> [WHAT TO WORK ON]
Please rewrite the stretch of the records from the line containing "Could you kindly segment every instance of the balcony?" through the line containing "68], [28, 68]]]", replacing "balcony" with "terrace" and leaving everything else unchanged.
=== TASK DATA ===
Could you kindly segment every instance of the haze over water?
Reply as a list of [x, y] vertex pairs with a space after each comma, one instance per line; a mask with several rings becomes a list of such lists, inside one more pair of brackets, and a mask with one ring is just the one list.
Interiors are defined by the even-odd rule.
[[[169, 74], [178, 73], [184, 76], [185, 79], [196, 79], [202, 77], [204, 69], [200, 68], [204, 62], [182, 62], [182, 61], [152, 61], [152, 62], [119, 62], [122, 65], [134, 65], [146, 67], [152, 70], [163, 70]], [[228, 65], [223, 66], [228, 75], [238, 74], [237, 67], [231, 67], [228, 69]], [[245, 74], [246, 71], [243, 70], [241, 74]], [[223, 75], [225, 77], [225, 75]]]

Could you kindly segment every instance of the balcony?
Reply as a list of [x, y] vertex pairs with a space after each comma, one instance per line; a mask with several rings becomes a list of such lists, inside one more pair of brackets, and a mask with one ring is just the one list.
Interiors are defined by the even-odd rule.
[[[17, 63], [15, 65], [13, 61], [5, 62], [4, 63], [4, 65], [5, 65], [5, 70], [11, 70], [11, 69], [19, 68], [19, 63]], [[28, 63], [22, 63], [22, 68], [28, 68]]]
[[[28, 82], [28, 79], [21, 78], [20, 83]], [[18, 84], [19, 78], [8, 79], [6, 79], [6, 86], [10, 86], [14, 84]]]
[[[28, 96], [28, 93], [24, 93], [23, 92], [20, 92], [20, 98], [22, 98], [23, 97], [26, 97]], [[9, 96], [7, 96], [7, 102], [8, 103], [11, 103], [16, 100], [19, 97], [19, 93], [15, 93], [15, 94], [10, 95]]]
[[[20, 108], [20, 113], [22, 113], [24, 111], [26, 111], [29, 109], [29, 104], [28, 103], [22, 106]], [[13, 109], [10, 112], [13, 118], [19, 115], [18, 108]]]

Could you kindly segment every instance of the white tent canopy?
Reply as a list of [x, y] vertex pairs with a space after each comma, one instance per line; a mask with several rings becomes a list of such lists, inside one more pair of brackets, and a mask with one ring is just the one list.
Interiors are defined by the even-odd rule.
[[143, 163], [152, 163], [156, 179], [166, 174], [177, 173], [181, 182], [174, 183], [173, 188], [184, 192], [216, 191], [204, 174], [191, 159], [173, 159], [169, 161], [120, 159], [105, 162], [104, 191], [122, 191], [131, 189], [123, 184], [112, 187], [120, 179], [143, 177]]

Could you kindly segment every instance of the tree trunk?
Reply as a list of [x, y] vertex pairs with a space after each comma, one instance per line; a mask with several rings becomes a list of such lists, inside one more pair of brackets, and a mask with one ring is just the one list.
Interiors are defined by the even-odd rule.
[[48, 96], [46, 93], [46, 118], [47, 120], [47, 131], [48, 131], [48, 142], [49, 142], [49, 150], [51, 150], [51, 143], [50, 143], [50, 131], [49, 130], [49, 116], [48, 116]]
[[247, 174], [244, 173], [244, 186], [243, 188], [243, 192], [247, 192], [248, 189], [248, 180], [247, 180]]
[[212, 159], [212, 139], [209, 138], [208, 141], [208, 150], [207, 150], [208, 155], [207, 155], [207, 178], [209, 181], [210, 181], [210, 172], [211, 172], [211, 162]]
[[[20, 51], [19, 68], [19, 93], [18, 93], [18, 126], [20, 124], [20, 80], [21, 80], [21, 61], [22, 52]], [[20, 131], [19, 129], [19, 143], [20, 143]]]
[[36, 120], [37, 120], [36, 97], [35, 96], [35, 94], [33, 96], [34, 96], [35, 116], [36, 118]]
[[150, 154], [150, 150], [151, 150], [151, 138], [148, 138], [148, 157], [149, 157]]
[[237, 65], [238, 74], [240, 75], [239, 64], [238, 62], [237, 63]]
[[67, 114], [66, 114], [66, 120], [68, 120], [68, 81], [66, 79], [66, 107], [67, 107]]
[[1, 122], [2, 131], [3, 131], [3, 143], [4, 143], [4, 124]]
===
> [FINISHED ANSWER]
Could you kindly segment every instance of the terrace?
Reply as a list of [x, y] vertex pairs with a space after each comma, one instance per line; a mask with several rings becomes a list of such lists, inside one more pair of brackets, and a mask with one ring is just the one list.
Interiors are defined by the even-odd rule.
[[[17, 63], [15, 65], [13, 61], [5, 62], [4, 63], [4, 65], [5, 65], [5, 70], [11, 70], [11, 69], [19, 68], [19, 63]], [[28, 63], [22, 63], [22, 68], [28, 68]]]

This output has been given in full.